:: Material for this exercise
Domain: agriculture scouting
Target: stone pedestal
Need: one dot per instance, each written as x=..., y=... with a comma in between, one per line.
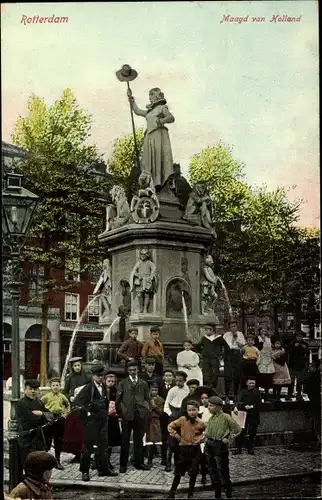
x=177, y=250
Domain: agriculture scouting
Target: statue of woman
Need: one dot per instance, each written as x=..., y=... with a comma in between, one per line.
x=209, y=285
x=144, y=281
x=104, y=288
x=156, y=153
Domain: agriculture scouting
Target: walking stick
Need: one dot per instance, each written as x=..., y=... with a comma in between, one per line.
x=127, y=74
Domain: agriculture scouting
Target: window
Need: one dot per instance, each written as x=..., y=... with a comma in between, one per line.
x=72, y=269
x=71, y=306
x=93, y=309
x=94, y=273
x=36, y=281
x=7, y=346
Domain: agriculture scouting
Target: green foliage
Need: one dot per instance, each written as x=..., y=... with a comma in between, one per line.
x=123, y=157
x=71, y=211
x=224, y=176
x=270, y=260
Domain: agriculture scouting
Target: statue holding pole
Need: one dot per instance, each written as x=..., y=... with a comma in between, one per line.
x=157, y=153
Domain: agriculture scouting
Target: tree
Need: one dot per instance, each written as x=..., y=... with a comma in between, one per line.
x=258, y=260
x=71, y=212
x=122, y=163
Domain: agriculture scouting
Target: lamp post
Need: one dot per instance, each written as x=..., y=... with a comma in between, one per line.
x=18, y=205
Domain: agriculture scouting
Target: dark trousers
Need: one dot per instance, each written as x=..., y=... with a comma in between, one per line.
x=203, y=465
x=250, y=430
x=299, y=375
x=159, y=367
x=137, y=426
x=55, y=432
x=210, y=369
x=164, y=421
x=95, y=442
x=217, y=458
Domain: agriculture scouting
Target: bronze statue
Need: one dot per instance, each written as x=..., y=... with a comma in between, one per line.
x=143, y=282
x=209, y=285
x=157, y=152
x=198, y=209
x=104, y=288
x=119, y=213
x=145, y=205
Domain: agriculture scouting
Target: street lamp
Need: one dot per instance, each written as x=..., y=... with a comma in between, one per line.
x=18, y=206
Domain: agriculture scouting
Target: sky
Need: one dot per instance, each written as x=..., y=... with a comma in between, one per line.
x=252, y=85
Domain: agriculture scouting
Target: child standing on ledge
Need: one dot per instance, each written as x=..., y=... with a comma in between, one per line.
x=188, y=362
x=153, y=348
x=250, y=359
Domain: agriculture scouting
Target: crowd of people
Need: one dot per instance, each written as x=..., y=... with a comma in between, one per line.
x=177, y=414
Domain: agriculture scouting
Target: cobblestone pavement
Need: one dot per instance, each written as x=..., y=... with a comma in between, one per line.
x=279, y=488
x=268, y=462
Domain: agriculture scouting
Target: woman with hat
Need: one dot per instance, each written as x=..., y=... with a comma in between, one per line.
x=113, y=426
x=74, y=431
x=30, y=415
x=203, y=394
x=93, y=403
x=220, y=428
x=157, y=153
x=35, y=485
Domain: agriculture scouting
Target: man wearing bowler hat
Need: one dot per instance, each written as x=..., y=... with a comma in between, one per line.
x=220, y=428
x=94, y=403
x=30, y=415
x=132, y=404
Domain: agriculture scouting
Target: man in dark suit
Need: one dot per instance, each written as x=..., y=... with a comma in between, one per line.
x=93, y=402
x=132, y=404
x=167, y=383
x=30, y=414
x=149, y=374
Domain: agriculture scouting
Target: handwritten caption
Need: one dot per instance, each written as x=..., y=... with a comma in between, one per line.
x=43, y=20
x=276, y=18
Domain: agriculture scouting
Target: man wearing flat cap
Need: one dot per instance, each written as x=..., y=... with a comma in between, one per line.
x=220, y=428
x=149, y=374
x=132, y=404
x=153, y=348
x=192, y=384
x=94, y=403
x=30, y=415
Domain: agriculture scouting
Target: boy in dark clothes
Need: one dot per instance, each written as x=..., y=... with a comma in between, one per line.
x=188, y=431
x=193, y=384
x=149, y=374
x=167, y=383
x=213, y=349
x=131, y=348
x=312, y=388
x=298, y=362
x=250, y=401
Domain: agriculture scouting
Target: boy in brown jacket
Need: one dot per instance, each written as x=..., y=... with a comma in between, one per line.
x=131, y=348
x=153, y=348
x=188, y=430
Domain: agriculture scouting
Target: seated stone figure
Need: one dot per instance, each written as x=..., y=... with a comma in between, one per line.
x=198, y=209
x=119, y=213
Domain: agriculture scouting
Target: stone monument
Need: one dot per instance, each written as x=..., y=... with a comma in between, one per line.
x=158, y=243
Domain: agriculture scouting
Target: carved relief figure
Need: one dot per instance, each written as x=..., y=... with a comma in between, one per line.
x=174, y=305
x=198, y=209
x=104, y=288
x=180, y=186
x=119, y=213
x=209, y=285
x=144, y=282
x=145, y=204
x=157, y=152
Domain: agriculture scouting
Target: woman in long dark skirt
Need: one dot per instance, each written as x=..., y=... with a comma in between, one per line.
x=113, y=426
x=74, y=430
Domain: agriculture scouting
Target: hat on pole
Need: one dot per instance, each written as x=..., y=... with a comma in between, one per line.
x=126, y=73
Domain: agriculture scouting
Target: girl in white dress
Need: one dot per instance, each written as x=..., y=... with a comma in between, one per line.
x=188, y=362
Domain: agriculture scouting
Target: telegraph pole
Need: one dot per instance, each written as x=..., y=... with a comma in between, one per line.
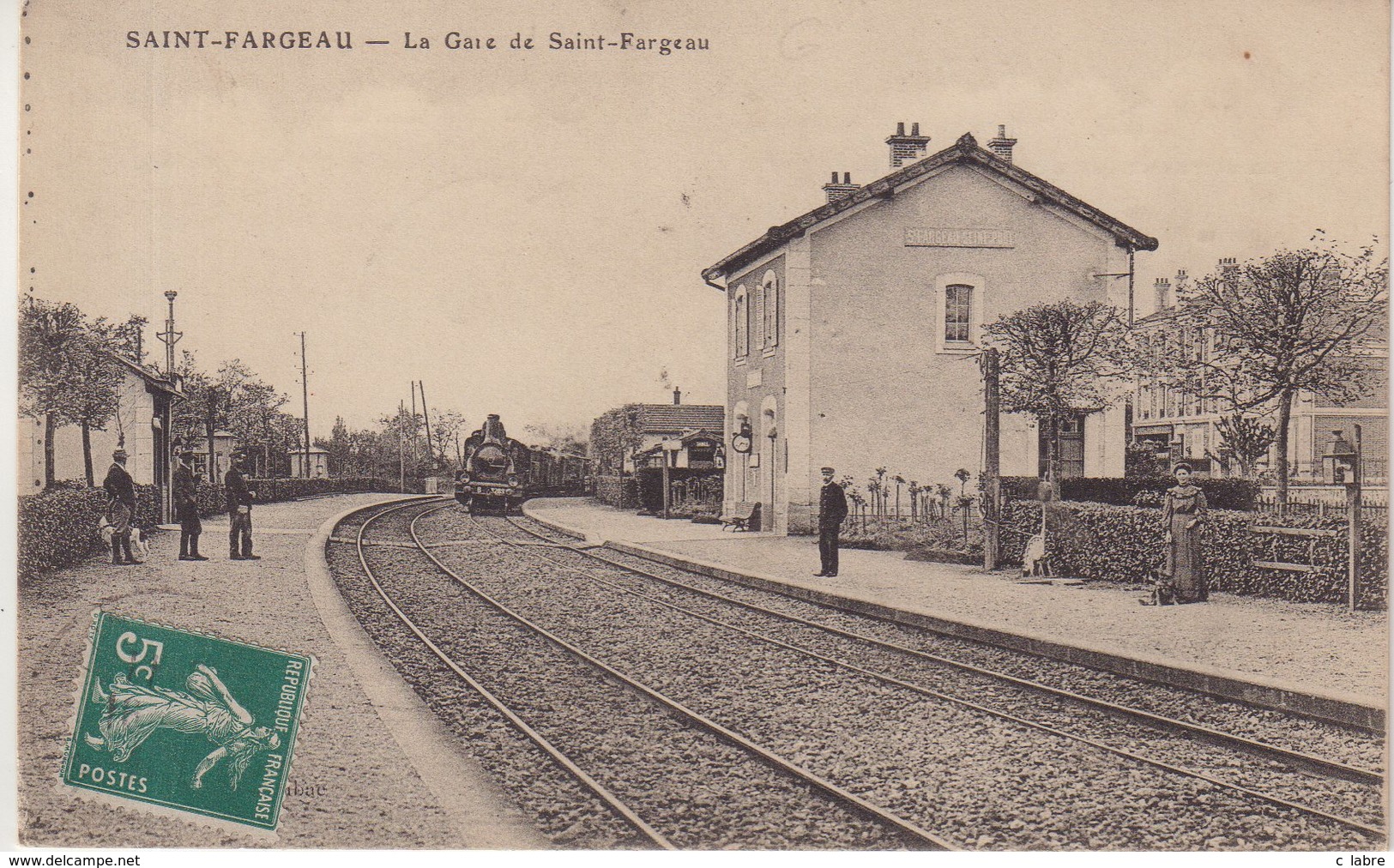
x=305, y=386
x=166, y=460
x=416, y=449
x=401, y=449
x=425, y=414
x=992, y=459
x=169, y=335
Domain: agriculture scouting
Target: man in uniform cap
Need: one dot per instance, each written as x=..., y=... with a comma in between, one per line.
x=238, y=511
x=185, y=506
x=832, y=509
x=120, y=509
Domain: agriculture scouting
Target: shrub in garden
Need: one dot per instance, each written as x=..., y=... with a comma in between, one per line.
x=1124, y=544
x=1131, y=491
x=59, y=527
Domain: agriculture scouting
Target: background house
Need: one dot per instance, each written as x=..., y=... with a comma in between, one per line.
x=140, y=425
x=1180, y=426
x=318, y=464
x=854, y=328
x=225, y=443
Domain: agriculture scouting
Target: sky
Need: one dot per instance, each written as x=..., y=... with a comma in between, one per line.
x=523, y=230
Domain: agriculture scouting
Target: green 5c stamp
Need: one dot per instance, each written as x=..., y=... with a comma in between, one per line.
x=187, y=720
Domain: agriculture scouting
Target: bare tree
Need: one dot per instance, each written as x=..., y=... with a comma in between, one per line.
x=1245, y=439
x=1061, y=359
x=1255, y=336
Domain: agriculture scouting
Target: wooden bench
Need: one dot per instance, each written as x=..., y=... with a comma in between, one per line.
x=1309, y=533
x=740, y=517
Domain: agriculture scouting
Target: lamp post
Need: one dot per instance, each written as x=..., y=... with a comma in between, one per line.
x=166, y=459
x=669, y=455
x=1343, y=466
x=773, y=433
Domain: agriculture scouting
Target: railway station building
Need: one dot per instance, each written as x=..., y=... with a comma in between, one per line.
x=854, y=329
x=631, y=437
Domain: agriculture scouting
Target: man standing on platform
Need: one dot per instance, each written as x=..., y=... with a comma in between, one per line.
x=832, y=509
x=120, y=510
x=238, y=511
x=185, y=508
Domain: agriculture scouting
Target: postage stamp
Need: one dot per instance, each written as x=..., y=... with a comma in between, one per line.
x=187, y=720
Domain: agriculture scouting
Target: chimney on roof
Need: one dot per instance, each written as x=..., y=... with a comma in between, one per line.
x=840, y=191
x=1163, y=290
x=1001, y=145
x=907, y=148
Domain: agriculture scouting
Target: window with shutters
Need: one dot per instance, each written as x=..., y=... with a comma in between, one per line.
x=742, y=326
x=769, y=305
x=958, y=310
x=958, y=305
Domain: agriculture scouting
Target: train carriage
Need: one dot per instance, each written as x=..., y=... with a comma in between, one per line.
x=499, y=473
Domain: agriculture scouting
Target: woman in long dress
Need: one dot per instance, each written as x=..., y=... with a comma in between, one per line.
x=133, y=714
x=1182, y=515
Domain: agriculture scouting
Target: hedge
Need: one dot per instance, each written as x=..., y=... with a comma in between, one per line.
x=606, y=491
x=1124, y=544
x=1124, y=491
x=57, y=527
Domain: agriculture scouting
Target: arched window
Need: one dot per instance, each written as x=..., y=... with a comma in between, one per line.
x=769, y=290
x=958, y=310
x=742, y=312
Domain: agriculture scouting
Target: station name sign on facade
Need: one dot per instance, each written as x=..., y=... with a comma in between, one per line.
x=932, y=236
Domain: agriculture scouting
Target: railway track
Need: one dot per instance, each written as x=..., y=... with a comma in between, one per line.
x=673, y=577
x=784, y=805
x=1365, y=782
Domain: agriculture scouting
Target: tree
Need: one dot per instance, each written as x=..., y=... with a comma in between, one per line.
x=569, y=439
x=1059, y=361
x=96, y=383
x=1295, y=321
x=338, y=448
x=1245, y=439
x=446, y=432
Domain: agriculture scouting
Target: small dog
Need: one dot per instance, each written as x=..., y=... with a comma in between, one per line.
x=1035, y=562
x=140, y=545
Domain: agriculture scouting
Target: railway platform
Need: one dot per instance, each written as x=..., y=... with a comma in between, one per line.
x=372, y=767
x=1300, y=656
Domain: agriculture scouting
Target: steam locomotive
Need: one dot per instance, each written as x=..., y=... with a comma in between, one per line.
x=501, y=473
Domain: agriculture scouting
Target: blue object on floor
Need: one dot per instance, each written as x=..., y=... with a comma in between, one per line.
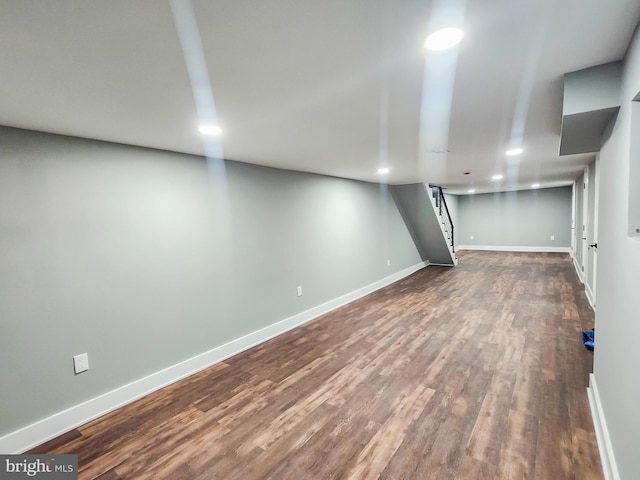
x=588, y=339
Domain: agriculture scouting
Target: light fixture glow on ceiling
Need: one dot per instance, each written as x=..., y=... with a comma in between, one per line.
x=514, y=151
x=210, y=129
x=443, y=39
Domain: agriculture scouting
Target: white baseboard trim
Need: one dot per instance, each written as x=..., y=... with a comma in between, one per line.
x=43, y=430
x=502, y=248
x=607, y=458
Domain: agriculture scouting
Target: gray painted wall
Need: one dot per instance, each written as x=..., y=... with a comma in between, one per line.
x=592, y=88
x=617, y=356
x=525, y=218
x=145, y=258
x=415, y=204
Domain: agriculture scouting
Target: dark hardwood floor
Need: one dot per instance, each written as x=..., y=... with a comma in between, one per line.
x=473, y=372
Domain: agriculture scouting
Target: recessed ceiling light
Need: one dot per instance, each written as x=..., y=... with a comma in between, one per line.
x=443, y=39
x=210, y=129
x=513, y=151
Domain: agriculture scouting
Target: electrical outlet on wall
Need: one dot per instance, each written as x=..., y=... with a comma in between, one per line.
x=81, y=363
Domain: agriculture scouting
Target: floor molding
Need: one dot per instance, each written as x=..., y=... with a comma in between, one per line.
x=607, y=458
x=41, y=431
x=506, y=248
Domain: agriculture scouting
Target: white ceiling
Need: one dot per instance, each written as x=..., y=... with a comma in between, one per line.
x=337, y=87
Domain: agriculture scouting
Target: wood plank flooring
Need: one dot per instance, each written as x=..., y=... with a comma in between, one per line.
x=473, y=372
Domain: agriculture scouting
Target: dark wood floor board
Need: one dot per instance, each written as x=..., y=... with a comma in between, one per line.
x=472, y=372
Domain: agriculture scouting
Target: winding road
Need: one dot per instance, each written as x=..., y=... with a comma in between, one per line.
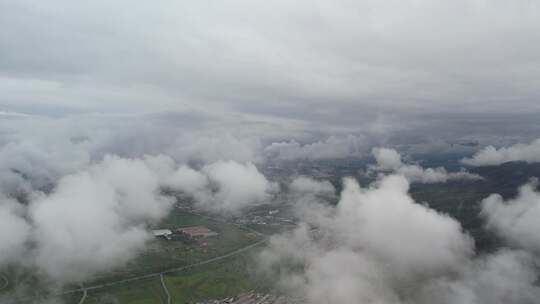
x=160, y=274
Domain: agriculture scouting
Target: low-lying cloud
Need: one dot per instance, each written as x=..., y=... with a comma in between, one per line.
x=92, y=220
x=379, y=246
x=490, y=155
x=389, y=160
x=516, y=219
x=334, y=147
x=224, y=187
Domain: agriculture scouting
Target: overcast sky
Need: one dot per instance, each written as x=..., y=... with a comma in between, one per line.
x=326, y=64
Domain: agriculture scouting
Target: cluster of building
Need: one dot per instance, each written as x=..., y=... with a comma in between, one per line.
x=253, y=298
x=270, y=218
x=185, y=233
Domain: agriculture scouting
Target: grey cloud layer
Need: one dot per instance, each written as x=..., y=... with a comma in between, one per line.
x=309, y=60
x=492, y=156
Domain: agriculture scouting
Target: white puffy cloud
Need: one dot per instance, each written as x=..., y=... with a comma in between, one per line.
x=379, y=246
x=390, y=160
x=14, y=231
x=333, y=147
x=91, y=221
x=225, y=187
x=95, y=220
x=305, y=184
x=492, y=156
x=516, y=220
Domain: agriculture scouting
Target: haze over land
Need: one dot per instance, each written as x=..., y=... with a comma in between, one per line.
x=115, y=115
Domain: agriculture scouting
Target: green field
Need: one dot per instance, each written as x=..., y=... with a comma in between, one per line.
x=221, y=279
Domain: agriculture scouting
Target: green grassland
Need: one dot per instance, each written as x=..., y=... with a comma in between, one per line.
x=147, y=291
x=221, y=279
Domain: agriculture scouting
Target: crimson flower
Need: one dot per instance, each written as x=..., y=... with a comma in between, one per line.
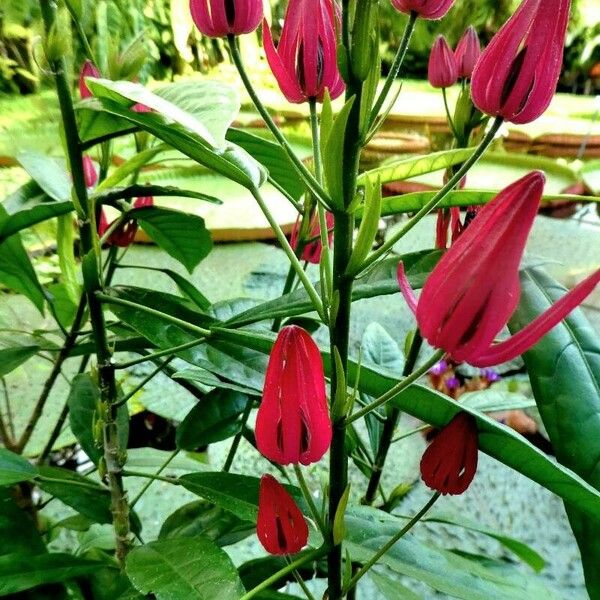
x=443, y=70
x=89, y=69
x=426, y=9
x=281, y=527
x=124, y=234
x=305, y=61
x=293, y=423
x=474, y=289
x=516, y=75
x=450, y=461
x=314, y=248
x=468, y=51
x=220, y=18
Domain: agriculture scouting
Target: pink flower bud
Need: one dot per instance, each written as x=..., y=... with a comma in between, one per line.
x=305, y=61
x=443, y=71
x=88, y=70
x=293, y=423
x=220, y=18
x=468, y=51
x=474, y=289
x=426, y=9
x=516, y=75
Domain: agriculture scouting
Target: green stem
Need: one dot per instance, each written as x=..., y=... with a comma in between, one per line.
x=390, y=543
x=304, y=173
x=285, y=245
x=449, y=115
x=51, y=380
x=429, y=206
x=399, y=387
x=291, y=567
x=151, y=481
x=396, y=66
x=309, y=500
x=113, y=456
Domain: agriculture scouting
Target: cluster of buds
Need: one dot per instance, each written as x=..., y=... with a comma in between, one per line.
x=446, y=66
x=293, y=426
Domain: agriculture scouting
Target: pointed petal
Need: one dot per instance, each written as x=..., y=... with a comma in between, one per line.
x=531, y=334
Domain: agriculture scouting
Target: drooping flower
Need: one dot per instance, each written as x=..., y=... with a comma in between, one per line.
x=89, y=171
x=280, y=527
x=468, y=51
x=314, y=248
x=516, y=75
x=220, y=18
x=443, y=70
x=124, y=234
x=293, y=423
x=426, y=9
x=305, y=61
x=474, y=289
x=449, y=463
x=89, y=69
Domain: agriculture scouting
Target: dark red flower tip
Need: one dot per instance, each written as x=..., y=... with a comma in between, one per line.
x=124, y=235
x=281, y=527
x=314, y=248
x=88, y=70
x=293, y=423
x=450, y=462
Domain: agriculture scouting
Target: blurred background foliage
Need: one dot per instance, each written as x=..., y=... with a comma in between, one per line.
x=156, y=39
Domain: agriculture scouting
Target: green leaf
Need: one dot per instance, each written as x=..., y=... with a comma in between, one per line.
x=85, y=496
x=204, y=518
x=49, y=173
x=527, y=554
x=190, y=568
x=406, y=168
x=236, y=493
x=11, y=358
x=14, y=468
x=564, y=370
x=181, y=235
x=28, y=206
x=444, y=571
x=135, y=191
x=20, y=572
x=213, y=419
x=16, y=271
x=272, y=156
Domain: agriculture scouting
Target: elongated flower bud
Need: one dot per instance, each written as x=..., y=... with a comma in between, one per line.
x=468, y=51
x=443, y=71
x=124, y=234
x=88, y=70
x=450, y=461
x=280, y=527
x=516, y=75
x=474, y=289
x=426, y=9
x=305, y=61
x=293, y=423
x=220, y=18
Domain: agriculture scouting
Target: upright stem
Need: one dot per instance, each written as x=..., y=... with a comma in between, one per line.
x=429, y=206
x=304, y=173
x=389, y=426
x=339, y=327
x=113, y=454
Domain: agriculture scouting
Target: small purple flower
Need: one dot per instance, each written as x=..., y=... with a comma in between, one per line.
x=440, y=368
x=491, y=375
::::
__What you will do__.
List every line of the data above that contains the string "stem". Case counts.

__Solution to this task__.
Target: green stem
Target: upright stem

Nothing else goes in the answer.